Tasks and exercises =>
a - In the transcript, what does George Lucas say the rebels were when he made Star Wars?
b - Count the lines of the listing that contain the string "building", treating uppercase and lowercase as distinct. Give only the number.

Posted on 05/20/2018 4:29:14 PM PDT by otness_e
Transcript:
GEORGE LUCAS: In school, I was of the, I don't know, angry young man...
JAMES CAMERON: Sure, you were a rebel.
GEORGE LUCAS: I come out of anthropology.
JAMES CAMERON: Yeah.
GEORGE LUCAS: So, my focus is social systems.
JAMES CAMERON: Right.
GEORGE LUCAS: And in science fiction, you've got two branches: One is science...
JAMES CAMERON: Yep.
GEORGE LUCAS: ...And the other is social.
JAMES CAMERON: Right.
GEORGE LUCAS: I'm much more of the 1984 kind of guy.
JAMES CAMERON: Sure.
GEORGE LUCAS: I am...
JAMES CAMERON: THX-1138
GEORGE LUCAS: ...the spaceship guy.
JAMES CAMERON: Yep.
GEORGE LUCAS: The spaceship... I got into spaceships out of cars.
JAMES CAMERON: Yep.
GEORGE LUCAS: I loved cars, I loved going fast.
JAMES CAMERON: [Numbshot?]
GEORGE LUCAS: I liked spaceships.
JAMES CAMERON: Yep.
GEORGE LUCAS: But... it isn't the science, aliens, and all that kind of stuff that I get focused on, it's the... it's how the people react to all those things.
JAMES CAMERON: Yeah.
GEORGE LUCAS: How they accommodate them.
JAMES CAMERON: Yeah.
GEORGE LUCAS: So that's the part that really fascinates me and I'm interested in.
JAMES CAMERON: You did something very interesting with Star Wars. If you think about it, the good guys are rebels, they're using asymmetric warfare against a highly organized empire. I think we call those guys terrorists today. We call them mujahideen. We call them al Qaeda.
GEORGE LUCAS: When I did it, they were Viet Cong.
JAMES CAMERON: Exactly. So, were you thinking of that at the time?
GEORGE LUCAS: Yep.
JAMES CAMERON: So it was a very anti-authoritarian, very kind of sixties, "against the man" kind of thing that's deep inside of fantasy...
GEORGE LUCAS: Or... or a colonial, you know, we're fighting the largest empire in the world.
JAMES CAMERON: Right.
GEORGE LUCAS: And we're just a bunch of hayseeds in coonskin hats who don't know nothing.
JAMES CAMERON: Yes. That's right.
GEORGE LUCAS: And it was the same thing with the Vietnamese.
JAMES CAMERON: Yeah.
GEORGE LUCAS: The irony of that one is, in both of those, the little... the little guys won.
JAMES CAMERON: Right.
GEORGE LUCAS: And the big, highly technical empire...
JAMES CAMERON: English Empire.
GEORGE LUCAS: English Empire, the American Empire... lost!
JAMES CAMERON: Yeah.
GEORGE LUCAS: That was the whole point.
JAMES CAMERON: But that was a classic "us not profiting from the lesson of history" because if you look at the inception of this country, and its very... its a very noble fight of the underdog against the massive empire. You look at the situation now, where America's so proud of being the biggest economy and the most powerful military force on the planet. Its become the Empire. From the per... from the perspective of a lot of people around the world.
GEORGE LUCAS: Well, there was the Empire during the Vietnam War. And we never learned, you know, from England or Rome or, you know, a dozen other empires.
JAMES CAMERON: Yeah, empires.
GEORGE LUCAS: That went on for hundreds for years, or sometimes thousands of years. We never got it. We never said "woah, wait-wait-wait-wait! This isn't the right thing to do." And we're still struggling with it.

Records to process =>
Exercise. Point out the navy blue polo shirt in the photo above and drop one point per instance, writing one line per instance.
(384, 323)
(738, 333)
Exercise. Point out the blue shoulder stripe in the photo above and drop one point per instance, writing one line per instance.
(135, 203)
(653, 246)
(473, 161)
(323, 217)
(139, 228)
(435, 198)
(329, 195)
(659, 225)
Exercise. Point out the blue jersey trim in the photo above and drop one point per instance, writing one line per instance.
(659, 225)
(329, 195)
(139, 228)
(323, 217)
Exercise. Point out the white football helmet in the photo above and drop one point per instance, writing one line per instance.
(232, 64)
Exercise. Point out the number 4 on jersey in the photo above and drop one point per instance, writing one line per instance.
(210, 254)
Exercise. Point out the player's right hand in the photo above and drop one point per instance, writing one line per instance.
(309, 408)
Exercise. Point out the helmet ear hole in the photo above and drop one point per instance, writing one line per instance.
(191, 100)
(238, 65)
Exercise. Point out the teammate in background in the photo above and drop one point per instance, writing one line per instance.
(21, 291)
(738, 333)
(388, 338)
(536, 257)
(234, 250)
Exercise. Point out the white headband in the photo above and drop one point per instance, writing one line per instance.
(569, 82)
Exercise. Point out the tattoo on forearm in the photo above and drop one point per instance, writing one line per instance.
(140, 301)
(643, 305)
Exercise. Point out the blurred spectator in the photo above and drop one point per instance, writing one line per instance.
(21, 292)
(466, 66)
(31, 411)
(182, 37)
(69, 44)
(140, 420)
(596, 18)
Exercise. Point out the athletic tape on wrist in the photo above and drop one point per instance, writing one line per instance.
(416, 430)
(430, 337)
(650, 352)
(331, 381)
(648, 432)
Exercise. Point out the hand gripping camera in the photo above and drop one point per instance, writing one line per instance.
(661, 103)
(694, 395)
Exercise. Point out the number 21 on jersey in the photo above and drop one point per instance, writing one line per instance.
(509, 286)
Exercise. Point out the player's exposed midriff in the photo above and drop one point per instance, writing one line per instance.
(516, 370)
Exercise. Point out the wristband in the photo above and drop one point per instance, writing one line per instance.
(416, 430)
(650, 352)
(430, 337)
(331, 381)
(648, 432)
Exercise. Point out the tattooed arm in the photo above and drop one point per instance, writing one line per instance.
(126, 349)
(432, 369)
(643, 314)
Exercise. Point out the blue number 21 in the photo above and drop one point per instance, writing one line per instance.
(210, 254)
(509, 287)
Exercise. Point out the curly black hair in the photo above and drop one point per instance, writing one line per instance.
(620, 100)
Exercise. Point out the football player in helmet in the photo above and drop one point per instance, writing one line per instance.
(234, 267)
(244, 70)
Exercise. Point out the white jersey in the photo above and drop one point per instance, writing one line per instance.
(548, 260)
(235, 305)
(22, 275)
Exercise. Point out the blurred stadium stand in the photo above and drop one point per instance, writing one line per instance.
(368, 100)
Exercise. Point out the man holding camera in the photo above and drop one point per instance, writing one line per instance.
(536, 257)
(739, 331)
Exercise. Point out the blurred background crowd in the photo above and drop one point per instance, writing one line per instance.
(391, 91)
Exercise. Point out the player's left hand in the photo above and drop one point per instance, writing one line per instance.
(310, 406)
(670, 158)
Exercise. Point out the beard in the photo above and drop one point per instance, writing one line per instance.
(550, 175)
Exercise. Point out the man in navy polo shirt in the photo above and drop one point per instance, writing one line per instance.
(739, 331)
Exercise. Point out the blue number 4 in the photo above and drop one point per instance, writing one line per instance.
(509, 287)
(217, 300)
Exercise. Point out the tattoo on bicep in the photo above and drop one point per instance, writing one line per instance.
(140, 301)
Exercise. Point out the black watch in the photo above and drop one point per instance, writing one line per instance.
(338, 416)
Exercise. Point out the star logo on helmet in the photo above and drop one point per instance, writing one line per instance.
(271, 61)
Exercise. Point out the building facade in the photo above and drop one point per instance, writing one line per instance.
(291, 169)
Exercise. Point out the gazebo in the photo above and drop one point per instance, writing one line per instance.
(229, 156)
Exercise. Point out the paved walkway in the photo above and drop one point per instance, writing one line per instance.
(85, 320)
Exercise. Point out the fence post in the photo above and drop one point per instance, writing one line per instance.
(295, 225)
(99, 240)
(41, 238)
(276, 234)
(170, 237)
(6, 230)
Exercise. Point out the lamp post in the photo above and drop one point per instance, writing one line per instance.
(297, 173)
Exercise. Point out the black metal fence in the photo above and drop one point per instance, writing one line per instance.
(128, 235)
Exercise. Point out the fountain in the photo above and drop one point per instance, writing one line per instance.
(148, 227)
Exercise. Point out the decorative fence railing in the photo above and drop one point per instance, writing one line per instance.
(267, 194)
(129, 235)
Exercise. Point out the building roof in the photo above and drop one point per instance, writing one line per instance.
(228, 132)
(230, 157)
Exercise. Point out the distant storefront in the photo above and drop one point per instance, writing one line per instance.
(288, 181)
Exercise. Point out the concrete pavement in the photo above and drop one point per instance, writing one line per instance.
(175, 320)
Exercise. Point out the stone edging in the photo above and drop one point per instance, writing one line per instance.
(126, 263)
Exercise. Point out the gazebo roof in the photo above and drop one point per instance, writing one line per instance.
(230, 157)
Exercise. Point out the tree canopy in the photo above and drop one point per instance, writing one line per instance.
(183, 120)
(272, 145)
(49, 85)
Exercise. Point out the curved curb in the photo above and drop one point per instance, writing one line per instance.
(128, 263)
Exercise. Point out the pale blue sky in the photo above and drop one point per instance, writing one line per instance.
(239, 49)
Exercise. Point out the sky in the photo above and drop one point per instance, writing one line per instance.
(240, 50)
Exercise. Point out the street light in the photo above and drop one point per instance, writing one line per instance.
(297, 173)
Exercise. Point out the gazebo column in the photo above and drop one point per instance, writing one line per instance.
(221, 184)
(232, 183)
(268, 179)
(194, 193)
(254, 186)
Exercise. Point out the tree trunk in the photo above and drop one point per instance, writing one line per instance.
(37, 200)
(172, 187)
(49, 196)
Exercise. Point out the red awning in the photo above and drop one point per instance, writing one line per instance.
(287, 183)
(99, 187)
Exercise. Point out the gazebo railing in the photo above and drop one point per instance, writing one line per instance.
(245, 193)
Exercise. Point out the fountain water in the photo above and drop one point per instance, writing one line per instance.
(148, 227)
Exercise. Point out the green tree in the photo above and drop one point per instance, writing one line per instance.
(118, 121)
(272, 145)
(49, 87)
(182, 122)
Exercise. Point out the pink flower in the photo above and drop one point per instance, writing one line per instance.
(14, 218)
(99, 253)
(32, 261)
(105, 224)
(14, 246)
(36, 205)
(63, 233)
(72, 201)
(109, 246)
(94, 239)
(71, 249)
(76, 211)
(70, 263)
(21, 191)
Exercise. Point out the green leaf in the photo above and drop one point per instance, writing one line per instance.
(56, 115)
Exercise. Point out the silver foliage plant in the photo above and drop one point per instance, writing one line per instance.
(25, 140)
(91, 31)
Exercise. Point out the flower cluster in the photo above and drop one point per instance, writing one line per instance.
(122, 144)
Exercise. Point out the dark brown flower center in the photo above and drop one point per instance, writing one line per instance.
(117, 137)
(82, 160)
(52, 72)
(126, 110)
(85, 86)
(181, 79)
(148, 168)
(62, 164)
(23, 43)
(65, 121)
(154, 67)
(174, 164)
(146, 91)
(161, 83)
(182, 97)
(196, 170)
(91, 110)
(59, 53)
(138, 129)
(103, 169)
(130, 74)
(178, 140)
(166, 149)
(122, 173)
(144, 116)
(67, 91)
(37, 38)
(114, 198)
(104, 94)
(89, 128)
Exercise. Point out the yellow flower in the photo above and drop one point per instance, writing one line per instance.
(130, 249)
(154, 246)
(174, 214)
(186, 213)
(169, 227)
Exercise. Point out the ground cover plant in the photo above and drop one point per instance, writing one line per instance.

Task responses =>
a - They were the Viet Cong.

b - 2